REQUIRED WORK>
a – From the Madison Central High School text, output word for word the part starting with "Increasing numbers of" and going on through "Old Bridge Township.".
b – Answer these questions from the Madison Central High School text:
(i) In what month and year did the school close?
(ii) Under what name did the school open in 1962?
(iii) Which school opened in 1968 to help relieve overcrowding at Madison Central?

TEXT PASSAGE>
----
= Madison Central High School (New Jersey) =

Former school in New Jersey, United States

Madison Central High School is a defunct public high school in Old Bridge Township, in Middlesex County, in the U.S. state of New Jersey, that opened in 1962 and closed in June 1994.

Increasing numbers of students from Old Bridge attending Matawan High School led to double sessions in the 1960-61 school year, with the prospect of triple sessions being necessary as the growing number of students being sent from Old Bridge could swell enrollment even further beyond capacity. The school opened in 1962 as Madison Township High School, serving freshman and sophomores, while those in their junior and senior years continued to attend East Brunswick High School, Keyport High School, Matawan High School or South River High School as part of sending/receiving relationships. Cedar Ridge High School opened in 1968 to help alleviate overcrowding at Madison Central. Old Bridge High School opened in September 1994 and was formed from the merger of Cedar Ridge and Madison Central, which were the two existing high schools in Old Bridge Township.
----
RECORD SET>
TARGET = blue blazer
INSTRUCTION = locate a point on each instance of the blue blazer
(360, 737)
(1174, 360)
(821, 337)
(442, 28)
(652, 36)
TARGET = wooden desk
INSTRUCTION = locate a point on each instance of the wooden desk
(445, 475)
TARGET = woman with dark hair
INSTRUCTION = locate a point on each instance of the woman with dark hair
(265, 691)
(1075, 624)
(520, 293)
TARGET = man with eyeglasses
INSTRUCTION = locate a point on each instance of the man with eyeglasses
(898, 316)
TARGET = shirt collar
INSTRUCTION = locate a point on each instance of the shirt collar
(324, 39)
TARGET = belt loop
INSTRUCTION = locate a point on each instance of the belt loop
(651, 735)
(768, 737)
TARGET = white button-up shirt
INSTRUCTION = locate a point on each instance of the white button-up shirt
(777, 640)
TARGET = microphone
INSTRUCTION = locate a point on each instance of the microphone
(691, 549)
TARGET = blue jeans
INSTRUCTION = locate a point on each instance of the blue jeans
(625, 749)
----
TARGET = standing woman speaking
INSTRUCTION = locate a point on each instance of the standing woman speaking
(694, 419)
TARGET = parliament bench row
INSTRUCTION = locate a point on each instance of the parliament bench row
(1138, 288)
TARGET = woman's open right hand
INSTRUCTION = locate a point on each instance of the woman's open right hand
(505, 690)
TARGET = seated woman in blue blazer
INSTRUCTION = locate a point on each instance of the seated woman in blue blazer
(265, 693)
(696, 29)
----
FULL ANSWERS>
a –
Increasing numbers of students from Old Bridge attending Matawan High School led to double sessions in the 1960-61 school year, with the prospect of triple sessions being necessary as the growing number of students being sent from Old Bridge could swell enrollment even further beyond capacity. The school opened in 1962 as Madison Township High School, serving freshman and sophomores, while those in their junior and senior years continued to attend East Brunswick High School, Keyport High School, Matawan High School or South River High School as part of sending/receiving relationships. Cedar Ridge High School opened in 1968 to help alleviate overcrowding at Madison Central. Old Bridge High School opened in September 1994 and was formed from the merger of Cedar Ridge and Madison Central, which were the two existing high schools in Old Bridge Township.

b –
(i) June 1994
(ii) Madison Township High School
(iii) Cedar Ridge High School